AIM OF THE TASK » For the material that follows, tally the lines holding "concrete" and give the total alone.

PROVIDED RECORDS »
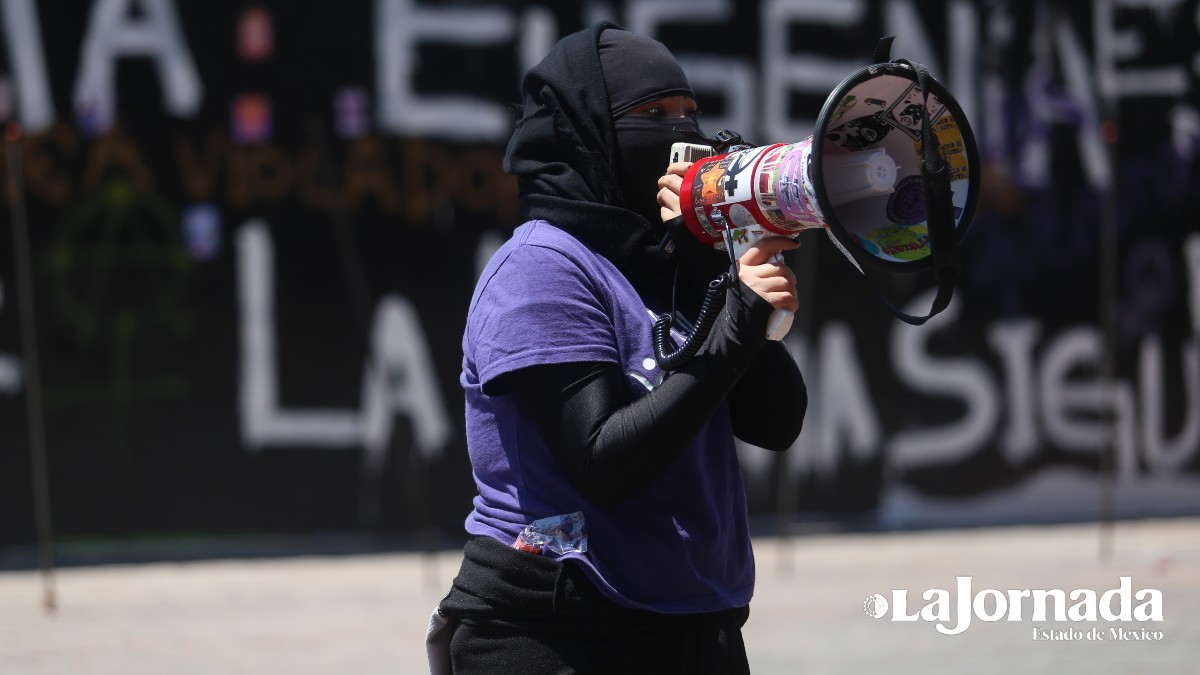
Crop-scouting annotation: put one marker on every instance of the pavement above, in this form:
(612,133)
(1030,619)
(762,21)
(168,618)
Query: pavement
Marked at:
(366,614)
==
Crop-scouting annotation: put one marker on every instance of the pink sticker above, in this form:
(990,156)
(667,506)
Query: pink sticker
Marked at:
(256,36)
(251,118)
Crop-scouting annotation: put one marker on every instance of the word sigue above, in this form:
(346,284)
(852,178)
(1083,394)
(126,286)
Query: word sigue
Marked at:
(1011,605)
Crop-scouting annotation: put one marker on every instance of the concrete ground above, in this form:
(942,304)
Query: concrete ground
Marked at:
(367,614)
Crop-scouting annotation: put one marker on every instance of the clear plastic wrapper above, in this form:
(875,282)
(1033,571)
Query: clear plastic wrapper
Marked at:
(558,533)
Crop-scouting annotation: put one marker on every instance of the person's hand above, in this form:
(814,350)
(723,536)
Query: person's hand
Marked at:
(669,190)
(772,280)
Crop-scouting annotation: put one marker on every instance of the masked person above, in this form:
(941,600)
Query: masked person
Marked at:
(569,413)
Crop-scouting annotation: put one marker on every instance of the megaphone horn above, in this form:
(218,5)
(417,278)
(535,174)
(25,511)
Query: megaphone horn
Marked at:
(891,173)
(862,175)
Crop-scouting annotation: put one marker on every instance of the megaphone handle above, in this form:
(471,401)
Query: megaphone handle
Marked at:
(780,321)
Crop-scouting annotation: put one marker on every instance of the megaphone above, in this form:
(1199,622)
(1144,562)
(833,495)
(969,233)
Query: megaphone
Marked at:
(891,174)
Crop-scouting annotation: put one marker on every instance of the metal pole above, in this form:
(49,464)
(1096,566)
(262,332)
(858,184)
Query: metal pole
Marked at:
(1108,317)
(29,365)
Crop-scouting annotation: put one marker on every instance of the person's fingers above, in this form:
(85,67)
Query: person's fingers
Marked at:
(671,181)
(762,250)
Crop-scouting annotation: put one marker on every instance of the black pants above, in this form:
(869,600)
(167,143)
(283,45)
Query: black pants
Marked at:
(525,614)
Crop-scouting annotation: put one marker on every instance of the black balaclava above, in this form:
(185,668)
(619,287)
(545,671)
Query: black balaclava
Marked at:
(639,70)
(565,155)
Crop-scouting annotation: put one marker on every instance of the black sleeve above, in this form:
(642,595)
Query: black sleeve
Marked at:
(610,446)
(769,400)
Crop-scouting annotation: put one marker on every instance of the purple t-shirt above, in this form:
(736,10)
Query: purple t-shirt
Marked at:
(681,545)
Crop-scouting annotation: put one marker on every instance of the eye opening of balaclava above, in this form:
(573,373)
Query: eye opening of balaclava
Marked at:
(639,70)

OUTPUT FOR THIS TASK » 2